- _Verilen Görev_
Namusun Halleri kitabını tanıtan yazıda "Tahincioğlu’na göre, kadına" sözleriyle başlayıp "zamana ne değişti?" sözlerine kadar süren kısmı hiç değiştirmeden yazınız.

- _Verilen Metin_
───

14 Aralık 2011 10:00

Nomos’tan Namus’a

A. Nevin Yıldız Tahincioğlu’nun Postiga Yayınlarından çıkan kitabının adı Namusun Halleri. Kitap, namus söylemini ve onun üzerinden kurulan erk işleyişini tarihsel süreçten alıp bugünlere getirmekle kalmıyor, doğru sanılan ve bilinenin aslında hiç de öyle olmadığını, dahası düpedüz yanlışlar içerdiğini,

Nomos’tan Namus’a
Paylaş
Fatin Kanat

A. Nevin Yıldız Tahincioğlu’nun Postiga Yayınlarından çıkan kitabının adı Namusun Halleri. Kitap, namus söylemini ve onun üzerinden kurulan erk işleyişini tarihsel süreçten alıp bugünlere getirmekle kalmıyor, doğru sanılan ve bilinenin aslında hiç de öyle olmadığını, dahası düpedüz yanlışlar içerdiğini, bilimsel verilerle gözler önüne seriyor.

Namus sözcüğünün kökeni nomos tan geliyor. Antik Yunan ve Roma döneminde kurucu yasa anlamına gelen nomos, geniş cinsellik söyleminin, üreme de dahil, sosyal hayattaki tüm kurallarını da düzenliyor. Kadınlık, kadın için bir tür yazgıya dönüşen bu söylemle tanımlanıyor ve kadın, hiçbir zaman öznesi olmadığı bu söylemin belirlediği alana hapsediliyor.

Tahincioğlu’na göre, kadına reva görülen bu rol, homo-saccer diye tanımlanan roldür ve kökleri Roma’ya dayanmaktadır. Kadın, erkek/ataerkil düzenin kurulmasında olduğu gibi korunmasında da bir homo-saccer olarak üzerine düşeni fazlasıyla yerine getiren konumdadır. İşlediği olası bir suç nedeniyle kurban edilemeyen ama öldürülmesi de cinayet olarak görülmeyen bir statü. Toplumsal olanın sınırında gezinen ve nomos’u çiğneyen böylesi bir kadın, çoğu kez “ibret-i alem” lik bir cinayete kurban gitmesi kuvvetle muhtemel bir kadındı. Örneğin bir kadının kocasını aldatması onun akrabaları tarafından öldürülmesi için meşru bir nedendi. Cinayeti işleyen akraba bu durumu mahkemede ilan ettiği zaman hem ceza almazdı hem de topluma karşı işlenmiş bir suçun cezasını verdiği için toplum nezdinde kahraman olarak görülürdü.

NE DEĞİŞTİ

Peki, diyor Tahincioğlu, o zamandan bu zamana ne değişti?

───

- _Veri Kümesi Kesiti_
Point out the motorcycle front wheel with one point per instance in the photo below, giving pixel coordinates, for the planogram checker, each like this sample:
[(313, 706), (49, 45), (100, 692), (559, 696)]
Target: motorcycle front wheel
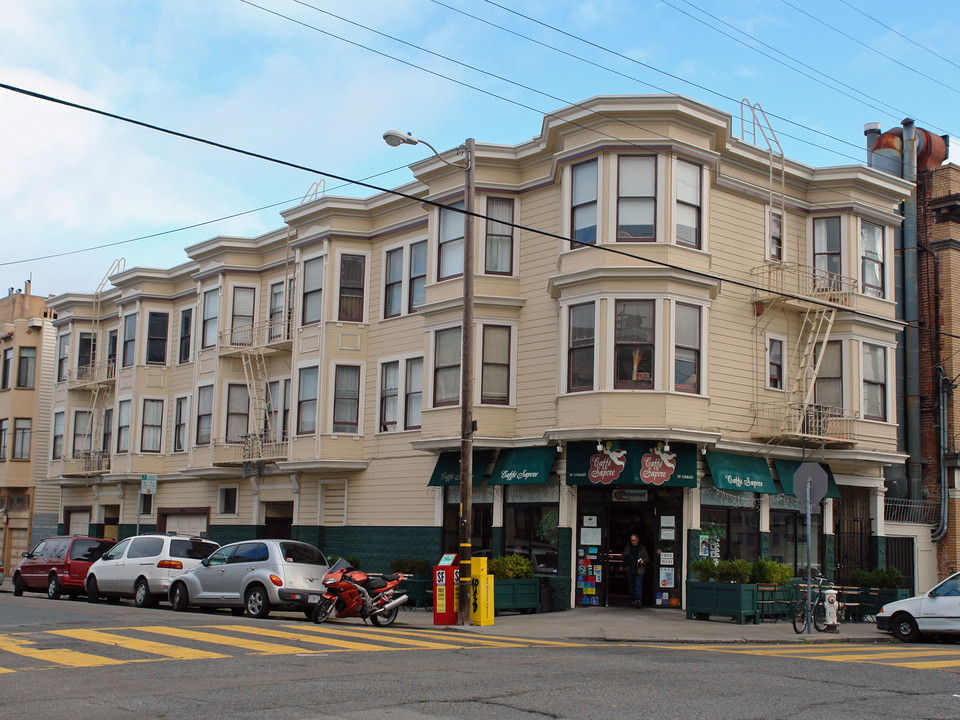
[(385, 618), (322, 611)]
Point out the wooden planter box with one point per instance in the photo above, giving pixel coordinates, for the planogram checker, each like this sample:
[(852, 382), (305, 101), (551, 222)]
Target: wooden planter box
[(735, 600), (522, 595)]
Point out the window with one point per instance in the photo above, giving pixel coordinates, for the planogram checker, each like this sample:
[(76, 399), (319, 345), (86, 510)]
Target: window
[(204, 414), (418, 275), (238, 411), (826, 253), (688, 204), (57, 452), (495, 373), (580, 346), (129, 340), (446, 376), (499, 245), (351, 288), (186, 333), (307, 401), (227, 501), (346, 399), (775, 363), (181, 412), (393, 283), (874, 382), (450, 249), (63, 352), (389, 391), (634, 328), (687, 349), (82, 432), (241, 322), (25, 367), (21, 438), (583, 204), (157, 324), (106, 439), (776, 236), (637, 202), (828, 389), (123, 426), (7, 373), (312, 290), (871, 262), (211, 310), (413, 394)]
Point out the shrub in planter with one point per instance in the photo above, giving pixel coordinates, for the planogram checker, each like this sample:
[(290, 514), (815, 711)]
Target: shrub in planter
[(510, 567)]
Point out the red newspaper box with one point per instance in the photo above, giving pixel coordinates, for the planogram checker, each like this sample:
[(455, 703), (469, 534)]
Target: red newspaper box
[(446, 588)]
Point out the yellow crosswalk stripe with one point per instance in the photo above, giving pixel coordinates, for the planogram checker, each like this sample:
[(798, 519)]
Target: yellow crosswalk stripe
[(71, 658), (177, 652), (218, 639)]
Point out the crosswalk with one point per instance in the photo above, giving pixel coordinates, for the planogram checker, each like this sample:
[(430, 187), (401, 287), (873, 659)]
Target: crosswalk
[(917, 657), (99, 647)]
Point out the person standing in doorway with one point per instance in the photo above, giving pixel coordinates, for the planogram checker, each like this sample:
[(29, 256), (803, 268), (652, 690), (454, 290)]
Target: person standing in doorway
[(635, 560)]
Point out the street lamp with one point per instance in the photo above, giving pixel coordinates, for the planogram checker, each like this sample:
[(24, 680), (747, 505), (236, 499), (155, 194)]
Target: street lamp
[(395, 138)]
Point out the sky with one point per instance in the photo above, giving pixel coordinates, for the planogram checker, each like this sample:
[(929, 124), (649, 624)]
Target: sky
[(316, 83)]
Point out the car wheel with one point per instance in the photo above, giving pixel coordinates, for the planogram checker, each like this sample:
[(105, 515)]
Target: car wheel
[(141, 594), (53, 587), (385, 618), (905, 628), (257, 602), (179, 598)]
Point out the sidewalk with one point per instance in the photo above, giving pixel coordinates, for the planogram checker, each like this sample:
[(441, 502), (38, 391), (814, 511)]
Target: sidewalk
[(667, 625)]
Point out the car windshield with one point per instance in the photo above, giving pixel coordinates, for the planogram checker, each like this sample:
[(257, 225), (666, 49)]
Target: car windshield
[(192, 549), (90, 550), (302, 553)]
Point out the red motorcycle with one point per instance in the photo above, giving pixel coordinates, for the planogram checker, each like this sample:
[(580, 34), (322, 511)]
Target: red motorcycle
[(351, 593)]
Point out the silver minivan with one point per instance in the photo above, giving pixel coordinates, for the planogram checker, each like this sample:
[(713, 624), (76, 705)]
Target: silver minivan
[(142, 567)]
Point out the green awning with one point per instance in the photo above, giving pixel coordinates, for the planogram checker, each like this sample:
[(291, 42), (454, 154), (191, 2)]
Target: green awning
[(523, 466), (447, 470), (786, 468), (632, 462), (741, 473)]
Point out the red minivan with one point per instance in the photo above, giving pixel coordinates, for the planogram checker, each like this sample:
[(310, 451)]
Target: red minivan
[(59, 565)]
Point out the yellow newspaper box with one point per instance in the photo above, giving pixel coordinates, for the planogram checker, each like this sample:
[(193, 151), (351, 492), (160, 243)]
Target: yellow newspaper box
[(481, 593)]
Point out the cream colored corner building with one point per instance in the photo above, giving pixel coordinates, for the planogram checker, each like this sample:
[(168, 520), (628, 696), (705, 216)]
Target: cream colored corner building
[(726, 308)]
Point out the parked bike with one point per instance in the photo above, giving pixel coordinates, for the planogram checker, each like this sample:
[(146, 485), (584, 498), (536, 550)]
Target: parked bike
[(352, 593)]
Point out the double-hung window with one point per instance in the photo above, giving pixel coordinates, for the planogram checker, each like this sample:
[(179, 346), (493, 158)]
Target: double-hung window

───

- _Alıştırma Cevabı_
Tahincioğlu’na göre, kadına reva görülen bu rol, homo-saccer diye tanımlanan roldür ve kökleri Roma’ya dayanmaktadır. Kadın, erkek/ataerkil düzenin kurulmasında olduğu gibi korunmasında da bir homo-saccer olarak üzerine düşeni fazlasıyla yerine getiren konumdadır. İşlediği olası bir suç nedeniyle kurban edilemeyen ama öldürülmesi de cinayet olarak görülmeyen bir statü. Toplumsal olanın sınırında gezinen ve nomos’u çiğneyen böylesi bir kadın, çoğu kez “ibret-i alem” lik bir cinayete kurban gitmesi kuvvetle muhtemel bir kadındı. Örneğin bir kadının kocasını aldatması onun akrabaları tarafından öldürülmesi için meşru bir nedendi. Cinayeti işleyen akraba bu durumu mahkemede ilan ettiği zaman hem ceza almazdı hem de topluma karşı işlenmiş bir suçun cezasını verdiği için toplum nezdinde kahraman olarak görülürdü.

NE DEĞİŞTİ

Peki, diyor Tahincioğlu, o zamandan bu zamana ne değişti?